TASK TO CARRY OUT
Repeat exactly the lines from the line containing "ROI brown mountainside" through the last line of the records below, inclusive, and nothing else.

——

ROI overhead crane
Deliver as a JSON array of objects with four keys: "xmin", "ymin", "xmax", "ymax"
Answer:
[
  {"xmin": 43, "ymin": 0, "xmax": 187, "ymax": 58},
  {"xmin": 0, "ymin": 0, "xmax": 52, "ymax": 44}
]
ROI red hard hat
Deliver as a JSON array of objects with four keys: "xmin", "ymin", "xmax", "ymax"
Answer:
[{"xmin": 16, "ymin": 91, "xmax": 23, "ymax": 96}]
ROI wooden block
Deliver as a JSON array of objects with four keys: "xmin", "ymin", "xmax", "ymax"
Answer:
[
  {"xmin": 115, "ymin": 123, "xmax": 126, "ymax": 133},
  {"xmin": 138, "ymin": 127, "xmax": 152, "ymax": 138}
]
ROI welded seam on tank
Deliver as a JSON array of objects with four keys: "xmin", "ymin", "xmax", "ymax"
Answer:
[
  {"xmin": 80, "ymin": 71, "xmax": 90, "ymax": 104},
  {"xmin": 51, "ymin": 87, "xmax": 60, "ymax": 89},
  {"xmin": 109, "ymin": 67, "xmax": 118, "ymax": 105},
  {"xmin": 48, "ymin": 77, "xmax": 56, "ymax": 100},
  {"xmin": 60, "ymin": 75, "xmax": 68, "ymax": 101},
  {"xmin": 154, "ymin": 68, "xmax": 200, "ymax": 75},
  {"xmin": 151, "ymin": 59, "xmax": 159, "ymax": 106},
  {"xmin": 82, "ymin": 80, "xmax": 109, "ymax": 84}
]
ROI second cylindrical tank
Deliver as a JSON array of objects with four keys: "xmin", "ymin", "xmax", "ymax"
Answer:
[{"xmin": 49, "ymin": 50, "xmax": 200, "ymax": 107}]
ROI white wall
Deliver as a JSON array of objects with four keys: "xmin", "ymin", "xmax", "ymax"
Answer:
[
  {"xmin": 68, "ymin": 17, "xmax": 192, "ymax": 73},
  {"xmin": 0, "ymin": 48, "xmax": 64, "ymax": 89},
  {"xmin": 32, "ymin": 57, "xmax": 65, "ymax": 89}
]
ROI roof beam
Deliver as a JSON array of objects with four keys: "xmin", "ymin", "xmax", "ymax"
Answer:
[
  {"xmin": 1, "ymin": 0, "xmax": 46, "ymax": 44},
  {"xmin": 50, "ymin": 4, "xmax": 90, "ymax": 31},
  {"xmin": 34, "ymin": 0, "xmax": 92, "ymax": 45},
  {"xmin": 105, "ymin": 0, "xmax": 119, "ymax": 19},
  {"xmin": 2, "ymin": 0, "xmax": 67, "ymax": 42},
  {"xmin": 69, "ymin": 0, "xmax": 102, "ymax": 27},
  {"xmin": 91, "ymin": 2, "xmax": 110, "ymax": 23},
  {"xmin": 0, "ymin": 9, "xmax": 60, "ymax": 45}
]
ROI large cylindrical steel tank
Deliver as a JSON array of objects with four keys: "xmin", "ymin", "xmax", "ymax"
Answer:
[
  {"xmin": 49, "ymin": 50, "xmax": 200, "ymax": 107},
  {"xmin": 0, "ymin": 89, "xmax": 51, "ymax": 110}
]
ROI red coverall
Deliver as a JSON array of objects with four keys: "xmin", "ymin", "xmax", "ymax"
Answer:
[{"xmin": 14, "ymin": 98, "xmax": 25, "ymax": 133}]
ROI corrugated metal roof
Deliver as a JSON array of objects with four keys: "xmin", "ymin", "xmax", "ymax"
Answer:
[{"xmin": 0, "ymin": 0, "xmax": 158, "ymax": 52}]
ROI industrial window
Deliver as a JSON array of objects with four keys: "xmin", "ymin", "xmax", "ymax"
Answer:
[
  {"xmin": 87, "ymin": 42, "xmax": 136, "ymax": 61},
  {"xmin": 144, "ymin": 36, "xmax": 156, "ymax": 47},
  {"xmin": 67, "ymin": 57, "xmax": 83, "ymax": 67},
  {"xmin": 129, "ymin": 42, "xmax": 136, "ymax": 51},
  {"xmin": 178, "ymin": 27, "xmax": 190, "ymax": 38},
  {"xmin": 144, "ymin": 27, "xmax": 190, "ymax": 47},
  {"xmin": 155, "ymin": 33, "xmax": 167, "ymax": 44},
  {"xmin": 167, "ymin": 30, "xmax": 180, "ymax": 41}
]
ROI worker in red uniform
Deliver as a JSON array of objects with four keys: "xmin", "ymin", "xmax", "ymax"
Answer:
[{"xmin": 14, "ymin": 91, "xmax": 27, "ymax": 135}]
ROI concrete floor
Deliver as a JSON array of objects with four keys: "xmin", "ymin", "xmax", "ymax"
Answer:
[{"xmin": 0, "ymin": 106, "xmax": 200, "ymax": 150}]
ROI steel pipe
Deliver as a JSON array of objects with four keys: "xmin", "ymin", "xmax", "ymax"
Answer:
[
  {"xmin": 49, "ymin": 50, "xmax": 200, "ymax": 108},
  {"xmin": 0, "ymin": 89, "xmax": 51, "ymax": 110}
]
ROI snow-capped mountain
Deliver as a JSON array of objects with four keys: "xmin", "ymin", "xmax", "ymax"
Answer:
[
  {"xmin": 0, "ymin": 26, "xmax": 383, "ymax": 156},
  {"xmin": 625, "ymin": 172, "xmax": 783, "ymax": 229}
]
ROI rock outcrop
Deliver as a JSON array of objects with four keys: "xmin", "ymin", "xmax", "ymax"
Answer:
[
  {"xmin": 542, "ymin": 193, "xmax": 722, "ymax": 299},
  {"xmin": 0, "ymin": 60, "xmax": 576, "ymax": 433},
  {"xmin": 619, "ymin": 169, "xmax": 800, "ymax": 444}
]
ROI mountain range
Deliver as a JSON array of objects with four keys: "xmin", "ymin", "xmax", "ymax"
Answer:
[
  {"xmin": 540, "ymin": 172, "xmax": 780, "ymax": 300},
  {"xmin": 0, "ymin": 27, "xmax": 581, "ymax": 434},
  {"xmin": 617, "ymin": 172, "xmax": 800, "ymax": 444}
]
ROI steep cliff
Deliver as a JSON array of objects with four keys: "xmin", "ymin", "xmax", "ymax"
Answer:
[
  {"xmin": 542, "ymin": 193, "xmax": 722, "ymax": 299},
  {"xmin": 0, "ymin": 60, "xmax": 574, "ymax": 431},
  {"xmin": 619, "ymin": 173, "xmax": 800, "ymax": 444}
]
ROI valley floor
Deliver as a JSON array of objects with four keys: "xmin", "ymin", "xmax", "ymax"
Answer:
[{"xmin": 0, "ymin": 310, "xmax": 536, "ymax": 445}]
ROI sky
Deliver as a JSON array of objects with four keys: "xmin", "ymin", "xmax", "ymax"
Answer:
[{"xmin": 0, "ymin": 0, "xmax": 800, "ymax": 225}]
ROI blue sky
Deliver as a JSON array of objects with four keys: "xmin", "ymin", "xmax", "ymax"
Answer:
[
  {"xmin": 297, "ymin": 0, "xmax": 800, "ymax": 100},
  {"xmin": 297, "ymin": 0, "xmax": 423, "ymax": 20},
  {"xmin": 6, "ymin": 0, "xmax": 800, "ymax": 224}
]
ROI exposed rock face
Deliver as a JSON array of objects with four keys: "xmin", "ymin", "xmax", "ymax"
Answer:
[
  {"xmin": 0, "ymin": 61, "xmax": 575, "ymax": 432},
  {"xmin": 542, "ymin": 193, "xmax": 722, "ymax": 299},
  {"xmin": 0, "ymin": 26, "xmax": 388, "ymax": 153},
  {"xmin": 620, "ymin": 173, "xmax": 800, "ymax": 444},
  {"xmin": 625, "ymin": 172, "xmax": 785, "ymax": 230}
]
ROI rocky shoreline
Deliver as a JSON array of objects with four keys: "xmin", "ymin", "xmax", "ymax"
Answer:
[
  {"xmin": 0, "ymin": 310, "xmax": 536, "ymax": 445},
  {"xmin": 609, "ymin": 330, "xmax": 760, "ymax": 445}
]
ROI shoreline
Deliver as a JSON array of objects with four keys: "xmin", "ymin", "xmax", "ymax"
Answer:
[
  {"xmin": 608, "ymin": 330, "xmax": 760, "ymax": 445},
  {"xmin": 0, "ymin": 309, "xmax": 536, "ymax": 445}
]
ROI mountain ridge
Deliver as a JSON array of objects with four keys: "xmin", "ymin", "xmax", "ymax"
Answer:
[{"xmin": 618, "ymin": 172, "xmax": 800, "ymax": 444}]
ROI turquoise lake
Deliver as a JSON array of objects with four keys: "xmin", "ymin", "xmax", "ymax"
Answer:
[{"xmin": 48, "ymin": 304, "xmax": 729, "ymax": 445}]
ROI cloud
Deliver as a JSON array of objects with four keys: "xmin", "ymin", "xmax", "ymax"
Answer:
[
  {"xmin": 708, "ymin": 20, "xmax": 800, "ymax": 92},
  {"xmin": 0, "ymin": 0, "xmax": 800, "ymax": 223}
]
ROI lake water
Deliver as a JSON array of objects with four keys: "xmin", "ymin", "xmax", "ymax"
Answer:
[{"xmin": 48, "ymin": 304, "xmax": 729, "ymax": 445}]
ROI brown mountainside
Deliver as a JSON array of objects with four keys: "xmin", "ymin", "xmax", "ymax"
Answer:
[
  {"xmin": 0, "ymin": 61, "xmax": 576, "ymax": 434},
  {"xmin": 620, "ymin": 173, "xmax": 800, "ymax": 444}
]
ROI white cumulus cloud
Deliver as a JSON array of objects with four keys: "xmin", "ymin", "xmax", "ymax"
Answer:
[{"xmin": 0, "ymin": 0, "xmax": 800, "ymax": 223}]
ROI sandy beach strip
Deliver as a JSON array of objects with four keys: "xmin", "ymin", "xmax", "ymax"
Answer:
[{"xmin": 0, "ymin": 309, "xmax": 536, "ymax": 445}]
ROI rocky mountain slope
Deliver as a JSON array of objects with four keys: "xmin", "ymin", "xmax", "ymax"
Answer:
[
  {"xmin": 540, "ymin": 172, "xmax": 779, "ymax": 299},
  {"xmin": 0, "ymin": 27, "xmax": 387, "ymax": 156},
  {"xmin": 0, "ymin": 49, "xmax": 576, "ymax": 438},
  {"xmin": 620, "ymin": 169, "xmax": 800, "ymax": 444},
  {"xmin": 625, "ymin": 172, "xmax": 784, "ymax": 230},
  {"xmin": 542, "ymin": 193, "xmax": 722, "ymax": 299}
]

——

FINISHED EXERCISE
ROI brown mountainside
Deliver as a JSON array of objects with four keys: "xmin", "ymin", "xmax", "ymax"
Answer:
[
  {"xmin": 0, "ymin": 61, "xmax": 576, "ymax": 434},
  {"xmin": 620, "ymin": 173, "xmax": 800, "ymax": 444}
]
ROI white cumulus cloud
Deliver as a JSON array of objects with four keys: "xmin", "ymin", "xmax", "ymax"
Answer:
[{"xmin": 0, "ymin": 0, "xmax": 800, "ymax": 223}]
ROI sandy beach strip
Deliver as a JSON array of objects with four keys: "xmin", "ymin", "xmax", "ymax"
Answer:
[{"xmin": 0, "ymin": 309, "xmax": 536, "ymax": 445}]
ROI rocky mountain slope
Deliver as a JSON array of objects with four keys: "xmin", "ymin", "xmax", "ymax"
Answer:
[
  {"xmin": 540, "ymin": 172, "xmax": 779, "ymax": 299},
  {"xmin": 0, "ymin": 27, "xmax": 387, "ymax": 156},
  {"xmin": 0, "ymin": 49, "xmax": 576, "ymax": 438},
  {"xmin": 620, "ymin": 169, "xmax": 800, "ymax": 444},
  {"xmin": 625, "ymin": 172, "xmax": 784, "ymax": 230},
  {"xmin": 542, "ymin": 193, "xmax": 722, "ymax": 299}
]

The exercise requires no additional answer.